### Task
Go through the entries below and return every line that contains "computer".

### Extracted entries

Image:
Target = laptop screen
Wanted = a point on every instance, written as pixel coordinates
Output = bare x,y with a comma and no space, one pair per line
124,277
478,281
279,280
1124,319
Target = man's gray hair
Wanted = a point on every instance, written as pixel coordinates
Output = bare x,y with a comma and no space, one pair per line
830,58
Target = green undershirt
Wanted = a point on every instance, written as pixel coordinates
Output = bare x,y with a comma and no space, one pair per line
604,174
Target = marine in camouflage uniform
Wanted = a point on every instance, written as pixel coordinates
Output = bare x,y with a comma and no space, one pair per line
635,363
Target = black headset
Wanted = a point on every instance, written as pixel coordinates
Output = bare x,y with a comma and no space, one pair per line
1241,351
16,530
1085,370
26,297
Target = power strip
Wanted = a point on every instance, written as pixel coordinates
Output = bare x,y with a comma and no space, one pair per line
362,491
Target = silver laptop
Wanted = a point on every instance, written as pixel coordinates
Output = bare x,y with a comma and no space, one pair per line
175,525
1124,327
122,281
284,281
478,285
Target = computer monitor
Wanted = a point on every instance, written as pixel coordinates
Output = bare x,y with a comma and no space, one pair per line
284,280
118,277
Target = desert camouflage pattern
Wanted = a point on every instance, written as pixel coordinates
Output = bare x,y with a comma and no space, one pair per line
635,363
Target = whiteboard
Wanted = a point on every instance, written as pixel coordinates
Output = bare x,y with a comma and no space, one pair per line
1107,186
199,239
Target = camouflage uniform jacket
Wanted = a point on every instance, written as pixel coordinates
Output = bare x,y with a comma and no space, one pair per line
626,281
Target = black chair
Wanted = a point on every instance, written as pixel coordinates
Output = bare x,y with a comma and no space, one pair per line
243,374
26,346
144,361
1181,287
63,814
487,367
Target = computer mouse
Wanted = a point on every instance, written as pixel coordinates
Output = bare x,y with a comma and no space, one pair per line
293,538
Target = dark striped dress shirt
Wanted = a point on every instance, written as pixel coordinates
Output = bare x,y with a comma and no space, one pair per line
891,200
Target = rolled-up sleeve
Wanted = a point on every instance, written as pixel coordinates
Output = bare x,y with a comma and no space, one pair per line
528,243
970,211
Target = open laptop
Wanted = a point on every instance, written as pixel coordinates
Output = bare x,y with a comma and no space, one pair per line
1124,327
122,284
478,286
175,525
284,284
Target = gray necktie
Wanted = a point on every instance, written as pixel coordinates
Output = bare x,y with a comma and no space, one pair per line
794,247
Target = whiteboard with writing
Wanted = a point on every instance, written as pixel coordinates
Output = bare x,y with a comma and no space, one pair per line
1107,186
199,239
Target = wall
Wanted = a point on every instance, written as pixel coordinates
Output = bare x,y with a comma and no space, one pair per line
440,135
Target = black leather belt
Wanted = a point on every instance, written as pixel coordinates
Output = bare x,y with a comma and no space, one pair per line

### Exercise solution
Target = computer monitor
Target = computer mouse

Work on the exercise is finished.